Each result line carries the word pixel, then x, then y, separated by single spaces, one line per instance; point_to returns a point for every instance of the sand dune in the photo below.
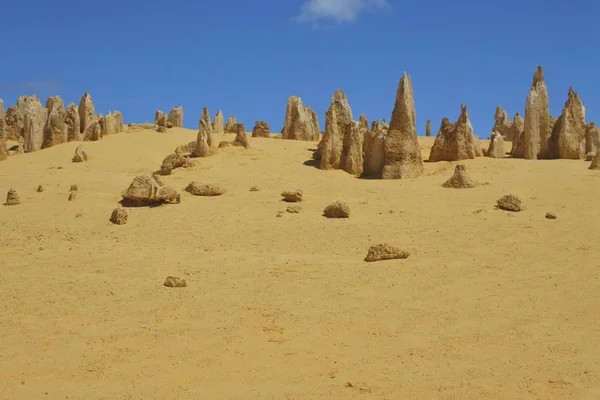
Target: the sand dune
pixel 489 305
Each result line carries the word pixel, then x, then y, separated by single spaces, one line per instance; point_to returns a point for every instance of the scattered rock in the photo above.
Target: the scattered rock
pixel 385 251
pixel 119 216
pixel 338 209
pixel 80 154
pixel 12 198
pixel 402 153
pixel 510 203
pixel 174 281
pixel 292 196
pixel 460 179
pixel 209 189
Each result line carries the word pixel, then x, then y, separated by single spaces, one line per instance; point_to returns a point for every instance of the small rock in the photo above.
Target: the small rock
pixel 385 251
pixel 12 198
pixel 208 189
pixel 338 209
pixel 292 196
pixel 174 281
pixel 119 216
pixel 510 203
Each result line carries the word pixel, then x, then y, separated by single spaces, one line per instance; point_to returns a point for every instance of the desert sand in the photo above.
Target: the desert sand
pixel 489 305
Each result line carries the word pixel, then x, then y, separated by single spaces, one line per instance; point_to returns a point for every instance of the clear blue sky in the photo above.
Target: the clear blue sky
pixel 248 57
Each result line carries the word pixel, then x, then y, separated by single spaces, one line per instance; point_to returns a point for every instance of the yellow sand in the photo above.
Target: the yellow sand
pixel 489 305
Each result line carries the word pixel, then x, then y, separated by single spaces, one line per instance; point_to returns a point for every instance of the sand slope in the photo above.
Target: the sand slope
pixel 490 304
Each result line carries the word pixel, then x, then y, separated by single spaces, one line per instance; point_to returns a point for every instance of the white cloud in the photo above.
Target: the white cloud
pixel 337 10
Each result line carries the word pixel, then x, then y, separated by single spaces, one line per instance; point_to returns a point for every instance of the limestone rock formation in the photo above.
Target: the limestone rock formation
pixel 145 190
pixel 460 179
pixel 261 129
pixel 402 153
pixel 496 148
pixel 87 115
pixel 56 129
pixel 537 129
pixel 384 251
pixel 80 154
pixel 338 116
pixel 301 123
pixel 569 131
pixel 455 141
pixel 176 117
pixel 230 125
pixel 218 124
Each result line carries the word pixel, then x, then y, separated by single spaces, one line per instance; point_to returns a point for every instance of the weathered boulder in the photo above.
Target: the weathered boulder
pixel 218 124
pixel 402 153
pixel 569 131
pixel 176 117
pixel 261 129
pixel 80 154
pixel 145 190
pixel 537 128
pixel 460 179
pixel 56 129
pixel 455 141
pixel 87 115
pixel 230 125
pixel 496 148
pixel 352 159
pixel 338 116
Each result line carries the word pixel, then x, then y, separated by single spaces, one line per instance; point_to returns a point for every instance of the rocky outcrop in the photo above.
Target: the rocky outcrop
pixel 537 129
pixel 496 148
pixel 230 125
pixel 337 118
pixel 455 141
pixel 176 117
pixel 218 124
pixel 87 114
pixel 56 129
pixel 402 153
pixel 301 123
pixel 568 135
pixel 261 129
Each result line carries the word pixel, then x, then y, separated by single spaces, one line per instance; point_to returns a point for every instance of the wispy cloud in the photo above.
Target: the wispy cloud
pixel 338 10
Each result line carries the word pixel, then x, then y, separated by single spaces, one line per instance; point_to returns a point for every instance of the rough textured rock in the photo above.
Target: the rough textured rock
pixel 12 198
pixel 510 203
pixel 455 141
pixel 145 190
pixel 176 117
pixel 119 216
pixel 460 179
pixel 230 125
pixel 569 131
pixel 34 122
pixel 175 282
pixel 87 114
pixel 207 189
pixel 161 119
pixel 218 124
pixel 537 129
pixel 496 148
pixel 352 160
pixel 385 251
pixel 337 118
pixel 80 154
pixel 261 129
pixel 300 121
pixel 402 153
pixel 292 196
pixel 55 129
pixel 338 209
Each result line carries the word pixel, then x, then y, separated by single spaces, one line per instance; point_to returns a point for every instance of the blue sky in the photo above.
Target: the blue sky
pixel 248 57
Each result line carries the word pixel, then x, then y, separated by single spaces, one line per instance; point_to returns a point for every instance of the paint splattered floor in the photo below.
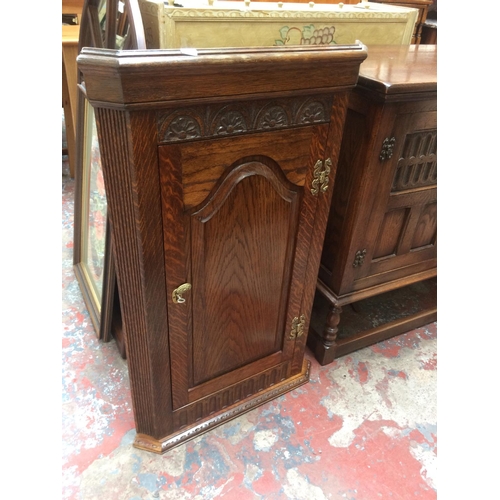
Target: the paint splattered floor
pixel 364 428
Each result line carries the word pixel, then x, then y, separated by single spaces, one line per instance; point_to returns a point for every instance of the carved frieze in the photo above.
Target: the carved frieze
pixel 201 122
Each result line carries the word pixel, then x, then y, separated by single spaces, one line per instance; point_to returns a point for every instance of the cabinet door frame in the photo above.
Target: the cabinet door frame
pixel 180 269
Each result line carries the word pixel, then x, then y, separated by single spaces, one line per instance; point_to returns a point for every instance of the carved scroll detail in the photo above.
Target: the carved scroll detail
pixel 200 122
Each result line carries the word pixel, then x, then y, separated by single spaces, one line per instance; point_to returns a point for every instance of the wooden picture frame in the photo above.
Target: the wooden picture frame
pixel 116 25
pixel 92 254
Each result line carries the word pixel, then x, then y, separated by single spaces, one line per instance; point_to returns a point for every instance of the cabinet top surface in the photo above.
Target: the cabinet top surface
pixel 391 69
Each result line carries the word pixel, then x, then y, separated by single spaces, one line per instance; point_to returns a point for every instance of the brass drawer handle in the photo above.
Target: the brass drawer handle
pixel 177 293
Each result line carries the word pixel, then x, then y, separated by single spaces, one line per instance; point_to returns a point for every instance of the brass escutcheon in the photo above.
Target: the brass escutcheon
pixel 177 293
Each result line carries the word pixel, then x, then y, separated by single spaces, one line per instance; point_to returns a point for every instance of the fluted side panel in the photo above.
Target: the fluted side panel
pixel 119 181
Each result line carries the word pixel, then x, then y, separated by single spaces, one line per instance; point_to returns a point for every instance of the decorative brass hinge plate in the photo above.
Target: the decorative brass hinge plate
pixel 359 258
pixel 387 148
pixel 321 177
pixel 297 327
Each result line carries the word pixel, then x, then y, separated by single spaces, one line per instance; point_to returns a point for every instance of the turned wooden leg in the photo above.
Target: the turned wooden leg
pixel 331 328
pixel 323 344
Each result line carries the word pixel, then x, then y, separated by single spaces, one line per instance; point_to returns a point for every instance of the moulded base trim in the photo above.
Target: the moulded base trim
pixel 148 443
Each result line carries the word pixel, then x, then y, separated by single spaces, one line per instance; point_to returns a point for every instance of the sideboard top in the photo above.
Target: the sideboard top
pixel 145 77
pixel 391 69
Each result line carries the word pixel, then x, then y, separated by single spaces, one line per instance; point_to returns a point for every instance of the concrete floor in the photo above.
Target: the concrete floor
pixel 364 428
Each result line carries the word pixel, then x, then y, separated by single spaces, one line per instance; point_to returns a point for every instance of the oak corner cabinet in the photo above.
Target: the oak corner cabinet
pixel 382 229
pixel 218 171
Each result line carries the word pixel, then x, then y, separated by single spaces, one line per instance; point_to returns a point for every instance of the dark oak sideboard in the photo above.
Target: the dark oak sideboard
pixel 382 227
pixel 218 170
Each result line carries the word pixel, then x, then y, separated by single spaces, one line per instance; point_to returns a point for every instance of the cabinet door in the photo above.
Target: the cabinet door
pixel 401 234
pixel 238 219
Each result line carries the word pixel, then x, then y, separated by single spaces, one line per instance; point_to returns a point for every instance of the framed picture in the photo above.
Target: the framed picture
pixel 115 24
pixel 92 253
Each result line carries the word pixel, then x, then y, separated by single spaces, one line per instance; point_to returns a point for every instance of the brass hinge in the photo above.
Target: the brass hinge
pixel 387 148
pixel 297 327
pixel 320 181
pixel 359 258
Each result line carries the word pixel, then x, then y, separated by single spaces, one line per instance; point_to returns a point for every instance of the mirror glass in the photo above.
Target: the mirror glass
pixel 95 209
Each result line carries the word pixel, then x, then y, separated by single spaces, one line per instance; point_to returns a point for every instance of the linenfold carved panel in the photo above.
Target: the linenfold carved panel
pixel 200 122
pixel 417 166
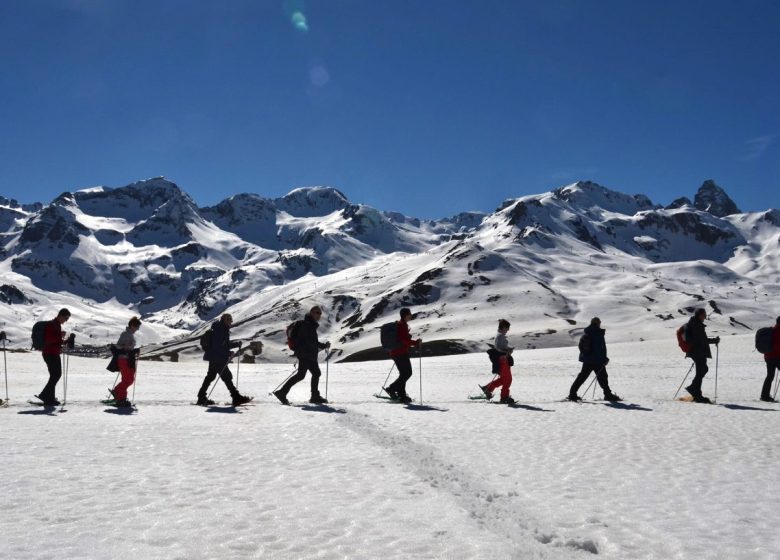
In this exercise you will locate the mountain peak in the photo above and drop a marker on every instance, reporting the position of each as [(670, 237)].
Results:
[(713, 199)]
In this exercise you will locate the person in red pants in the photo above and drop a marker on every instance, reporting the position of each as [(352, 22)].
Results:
[(501, 355), (126, 357)]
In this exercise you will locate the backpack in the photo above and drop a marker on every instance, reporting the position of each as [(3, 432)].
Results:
[(205, 341), (764, 339), (292, 334), (682, 339), (584, 344), (388, 336), (39, 335)]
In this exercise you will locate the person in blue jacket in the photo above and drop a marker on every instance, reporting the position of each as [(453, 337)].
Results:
[(219, 356), (593, 355)]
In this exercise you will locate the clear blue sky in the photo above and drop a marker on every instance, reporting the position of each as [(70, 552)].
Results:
[(428, 107)]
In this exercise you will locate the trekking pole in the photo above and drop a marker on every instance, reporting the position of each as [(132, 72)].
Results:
[(295, 366), (717, 352), (135, 376), (684, 380), (386, 378), (5, 366)]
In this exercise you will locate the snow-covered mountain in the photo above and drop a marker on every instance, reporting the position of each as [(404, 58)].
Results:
[(546, 262)]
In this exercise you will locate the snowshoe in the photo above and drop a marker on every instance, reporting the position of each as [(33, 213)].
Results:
[(238, 400)]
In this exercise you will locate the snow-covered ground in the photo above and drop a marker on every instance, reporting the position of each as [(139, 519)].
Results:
[(453, 478)]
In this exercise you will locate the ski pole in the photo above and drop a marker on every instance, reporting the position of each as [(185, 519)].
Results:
[(717, 353), (327, 362), (684, 380), (386, 378), (419, 355), (295, 366), (5, 366)]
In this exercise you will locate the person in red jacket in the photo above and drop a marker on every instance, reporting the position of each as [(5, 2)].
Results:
[(400, 355), (54, 339), (772, 360)]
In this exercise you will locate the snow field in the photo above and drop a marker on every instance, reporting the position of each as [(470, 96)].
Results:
[(451, 478)]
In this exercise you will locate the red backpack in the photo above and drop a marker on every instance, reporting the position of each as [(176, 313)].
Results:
[(682, 342)]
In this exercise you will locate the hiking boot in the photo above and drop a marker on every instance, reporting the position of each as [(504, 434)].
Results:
[(238, 400)]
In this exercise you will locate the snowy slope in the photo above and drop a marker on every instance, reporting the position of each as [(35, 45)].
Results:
[(546, 262), (649, 478)]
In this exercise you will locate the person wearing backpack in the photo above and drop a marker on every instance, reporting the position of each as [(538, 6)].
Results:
[(126, 354), (502, 353), (772, 359), (218, 355), (699, 352), (53, 341), (306, 346), (593, 355), (400, 355)]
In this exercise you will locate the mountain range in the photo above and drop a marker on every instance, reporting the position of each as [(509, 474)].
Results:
[(546, 262)]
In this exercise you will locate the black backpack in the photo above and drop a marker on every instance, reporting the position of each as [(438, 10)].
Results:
[(39, 334), (584, 344), (388, 336), (764, 339)]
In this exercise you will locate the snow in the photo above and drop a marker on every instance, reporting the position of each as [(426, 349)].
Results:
[(454, 478)]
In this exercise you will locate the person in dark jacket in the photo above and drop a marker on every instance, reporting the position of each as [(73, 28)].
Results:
[(307, 346), (219, 356), (593, 355), (54, 340), (699, 342), (772, 360), (400, 354)]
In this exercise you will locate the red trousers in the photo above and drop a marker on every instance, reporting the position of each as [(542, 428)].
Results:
[(504, 379), (128, 376)]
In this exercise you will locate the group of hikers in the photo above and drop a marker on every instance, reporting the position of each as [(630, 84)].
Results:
[(303, 340)]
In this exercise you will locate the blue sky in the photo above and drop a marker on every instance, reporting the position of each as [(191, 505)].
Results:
[(428, 107)]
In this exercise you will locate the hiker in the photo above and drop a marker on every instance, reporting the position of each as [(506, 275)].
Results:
[(218, 355), (593, 355), (306, 346), (53, 341), (501, 356), (400, 354), (772, 359), (699, 351), (126, 354)]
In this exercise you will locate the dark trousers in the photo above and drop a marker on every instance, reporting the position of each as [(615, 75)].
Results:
[(304, 365), (404, 366), (701, 370), (770, 377), (601, 377), (221, 369), (54, 364)]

====

[Challenge] Starting at the line that contains "scattered rock in the photo above." and stopping after the line that contains "pixel 209 189", rewrite those lines of the items as a numbered list, omitting any blank lines.

[Reply]
1. Each result line carries the word pixel, then x, then y, separated by single spaces, one line per instance; point_to returns a point for every instance of the scattered rock in the photo above.
2. Target: the scattered rock
3. pixel 385 251
4. pixel 119 216
5. pixel 338 209
6. pixel 80 154
7. pixel 12 198
8. pixel 402 153
9. pixel 510 203
10. pixel 174 281
11. pixel 292 196
12. pixel 460 179
13. pixel 209 189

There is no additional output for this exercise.